ACTIVITY
Output exactly the lines from the one with "column 489, row 600" to the close of the records below, first and last included.

┌────────

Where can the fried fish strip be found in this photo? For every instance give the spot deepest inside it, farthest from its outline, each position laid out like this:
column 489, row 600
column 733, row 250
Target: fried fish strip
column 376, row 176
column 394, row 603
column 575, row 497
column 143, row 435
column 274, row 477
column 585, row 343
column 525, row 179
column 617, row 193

└────────

RESULT OF THIS TASK
column 489, row 600
column 733, row 250
Target: fried fish strip
column 376, row 176
column 394, row 603
column 575, row 497
column 143, row 435
column 274, row 477
column 585, row 343
column 525, row 179
column 617, row 193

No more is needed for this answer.